Work required: Reproduce the portion of the blog archive below that lies between "Main Course - Name" and "can really party.", inclusive, without any alteration.

Passage shown:
::::

Archive for August, 2006

Friday Feast #108…

Friday, August 25th, 2006

What is the Friday Feast?

Appetizer
If you could have a free subscription to any magazine, which one would you like to have?
Something on web design. They are super expensive. I can find computer administrator and networking magazines for free or less, but not web design.

Soup - Describe your living room (furnishings, colors, etc.).
Red couch, red loveseat and red ottoman. Entertainment center with decent size TV, DVD, TiVo, etc. A boatload of toys on the bottom shelves.

Salad - What does the shape of a circle make you think of?
A hole in the ground. Don’t know why.

Main Course - Name 3 things in your life that you consider to be absolute necessities.
My TiVo, my laptop and my family.

Dessert - What was the last really funny movie you watched?
I think the ‘40-Year Old Virgin’ was the last. ‘Talledega Nights’ looks hilarious, but we’ve been too poor to go to the movies lately.

Observations At The Baby Doctor’s Office…

Thursday, August 24th, 2006

Okay, so the wife and I went to the Baby Doctor’s Office on Tuesday. Made some observations I thought I should share with you all.

  • There is an outlet by the children’s toybox/bench in the waiting room. This outlet has no plug covers. In fact, this outlet has no faceplate. IT’S BY THE TOYS in a waiting room for kids. Why not just give the kids metal knives as they come in so they can really party.

::::

Study material:
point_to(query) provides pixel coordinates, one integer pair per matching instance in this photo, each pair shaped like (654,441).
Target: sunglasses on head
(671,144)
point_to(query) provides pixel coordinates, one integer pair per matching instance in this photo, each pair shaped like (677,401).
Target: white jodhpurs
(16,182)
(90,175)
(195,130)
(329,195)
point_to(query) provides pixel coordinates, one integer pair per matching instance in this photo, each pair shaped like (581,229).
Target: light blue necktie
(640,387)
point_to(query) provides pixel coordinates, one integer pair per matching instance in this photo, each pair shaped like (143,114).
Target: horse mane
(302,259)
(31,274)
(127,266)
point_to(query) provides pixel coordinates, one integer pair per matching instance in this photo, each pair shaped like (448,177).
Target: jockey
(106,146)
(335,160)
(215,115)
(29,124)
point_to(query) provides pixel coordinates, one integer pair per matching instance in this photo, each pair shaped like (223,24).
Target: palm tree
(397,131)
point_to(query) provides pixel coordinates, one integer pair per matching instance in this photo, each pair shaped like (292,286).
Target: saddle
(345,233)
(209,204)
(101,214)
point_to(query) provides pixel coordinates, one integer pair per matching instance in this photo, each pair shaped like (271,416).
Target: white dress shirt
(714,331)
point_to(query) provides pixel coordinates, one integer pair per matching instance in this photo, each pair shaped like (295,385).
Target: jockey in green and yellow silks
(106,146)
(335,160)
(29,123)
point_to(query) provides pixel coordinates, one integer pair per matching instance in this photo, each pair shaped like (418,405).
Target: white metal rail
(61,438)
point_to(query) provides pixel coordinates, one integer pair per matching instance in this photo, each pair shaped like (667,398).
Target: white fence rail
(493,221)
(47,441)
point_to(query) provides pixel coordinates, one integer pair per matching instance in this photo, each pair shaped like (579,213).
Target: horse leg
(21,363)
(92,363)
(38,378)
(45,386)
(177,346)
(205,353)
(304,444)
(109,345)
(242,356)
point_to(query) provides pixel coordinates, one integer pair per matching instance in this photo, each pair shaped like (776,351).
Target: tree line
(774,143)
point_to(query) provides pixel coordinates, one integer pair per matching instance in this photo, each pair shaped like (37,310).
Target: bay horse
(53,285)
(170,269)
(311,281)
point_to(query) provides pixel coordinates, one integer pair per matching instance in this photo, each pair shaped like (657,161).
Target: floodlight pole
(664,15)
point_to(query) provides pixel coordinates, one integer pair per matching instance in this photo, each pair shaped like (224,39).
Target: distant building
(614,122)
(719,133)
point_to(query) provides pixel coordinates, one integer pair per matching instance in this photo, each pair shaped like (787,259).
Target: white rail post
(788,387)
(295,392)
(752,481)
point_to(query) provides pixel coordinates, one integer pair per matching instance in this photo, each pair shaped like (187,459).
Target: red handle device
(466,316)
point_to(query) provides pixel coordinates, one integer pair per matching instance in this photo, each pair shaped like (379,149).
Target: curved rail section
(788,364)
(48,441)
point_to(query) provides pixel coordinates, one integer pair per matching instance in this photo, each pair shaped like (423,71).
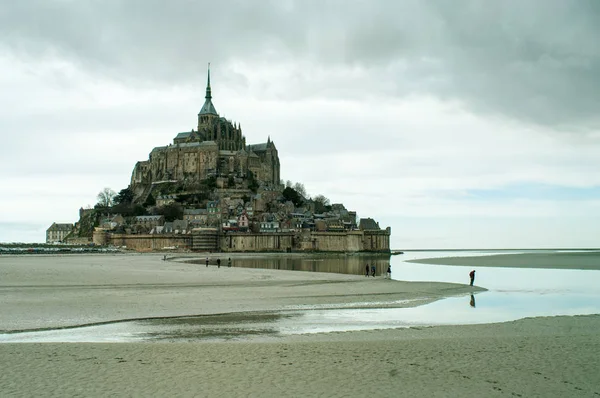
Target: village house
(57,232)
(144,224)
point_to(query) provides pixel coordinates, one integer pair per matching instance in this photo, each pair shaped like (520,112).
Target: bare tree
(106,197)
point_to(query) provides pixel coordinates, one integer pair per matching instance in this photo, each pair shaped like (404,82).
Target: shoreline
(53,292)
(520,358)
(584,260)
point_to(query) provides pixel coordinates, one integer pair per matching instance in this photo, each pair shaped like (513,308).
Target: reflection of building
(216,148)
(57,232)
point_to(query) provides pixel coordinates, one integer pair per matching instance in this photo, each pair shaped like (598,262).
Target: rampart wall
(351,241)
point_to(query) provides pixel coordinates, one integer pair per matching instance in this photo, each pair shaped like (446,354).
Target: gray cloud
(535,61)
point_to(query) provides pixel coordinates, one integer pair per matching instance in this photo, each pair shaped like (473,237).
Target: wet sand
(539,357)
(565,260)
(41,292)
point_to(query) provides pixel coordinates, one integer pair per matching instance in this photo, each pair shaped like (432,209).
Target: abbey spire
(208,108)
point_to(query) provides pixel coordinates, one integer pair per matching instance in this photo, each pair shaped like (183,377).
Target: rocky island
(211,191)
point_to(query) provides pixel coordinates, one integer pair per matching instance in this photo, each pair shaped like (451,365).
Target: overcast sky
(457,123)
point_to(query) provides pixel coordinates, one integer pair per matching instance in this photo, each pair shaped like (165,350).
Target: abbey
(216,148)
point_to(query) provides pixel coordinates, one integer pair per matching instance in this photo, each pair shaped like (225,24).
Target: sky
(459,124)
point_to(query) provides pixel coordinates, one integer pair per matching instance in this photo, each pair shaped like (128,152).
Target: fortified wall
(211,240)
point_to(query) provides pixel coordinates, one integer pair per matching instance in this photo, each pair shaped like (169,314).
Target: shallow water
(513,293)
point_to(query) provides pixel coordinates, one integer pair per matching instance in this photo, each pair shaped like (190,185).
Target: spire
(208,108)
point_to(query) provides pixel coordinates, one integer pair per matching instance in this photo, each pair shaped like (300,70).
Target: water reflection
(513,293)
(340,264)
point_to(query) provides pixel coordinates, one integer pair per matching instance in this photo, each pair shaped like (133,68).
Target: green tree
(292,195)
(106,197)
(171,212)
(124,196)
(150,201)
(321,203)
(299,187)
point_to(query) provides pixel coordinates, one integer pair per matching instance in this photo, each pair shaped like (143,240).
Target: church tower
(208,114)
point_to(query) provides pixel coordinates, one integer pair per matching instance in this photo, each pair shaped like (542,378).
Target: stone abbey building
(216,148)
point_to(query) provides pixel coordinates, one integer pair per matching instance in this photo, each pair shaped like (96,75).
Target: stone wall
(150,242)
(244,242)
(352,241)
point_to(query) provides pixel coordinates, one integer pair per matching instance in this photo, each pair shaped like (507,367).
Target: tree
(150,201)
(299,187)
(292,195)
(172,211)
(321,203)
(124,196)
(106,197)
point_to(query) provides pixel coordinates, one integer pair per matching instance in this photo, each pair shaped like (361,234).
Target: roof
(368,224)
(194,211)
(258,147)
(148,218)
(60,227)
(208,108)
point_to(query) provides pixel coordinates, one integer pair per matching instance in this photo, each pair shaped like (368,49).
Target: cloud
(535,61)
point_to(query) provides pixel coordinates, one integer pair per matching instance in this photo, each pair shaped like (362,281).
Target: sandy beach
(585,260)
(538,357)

::::

Result below:
Main Course - Name 3 things in your life that you consider to be absolute necessities.
My TiVo, my laptop and my family.

Dessert - What was the last really funny movie you watched?
I think the ‘40-Year Old Virgin’ was the last. ‘Talledega Nights’ looks hilarious, but we’ve been too poor to go to the movies lately.

Observations At The Baby Doctor’s Office…

Thursday, August 24th, 2006

Okay, so the wife and I went to the Baby Doctor’s Office on Tuesday. Made some observations I thought I should share with you all.

  • There is an outlet by the children’s toybox/bench in the waiting room. This outlet has no plug covers. In fact, this outlet has no faceplate. IT’S BY THE TOYS in a waiting room for kids. Why not just give the kids metal knives as they come in so they can really party.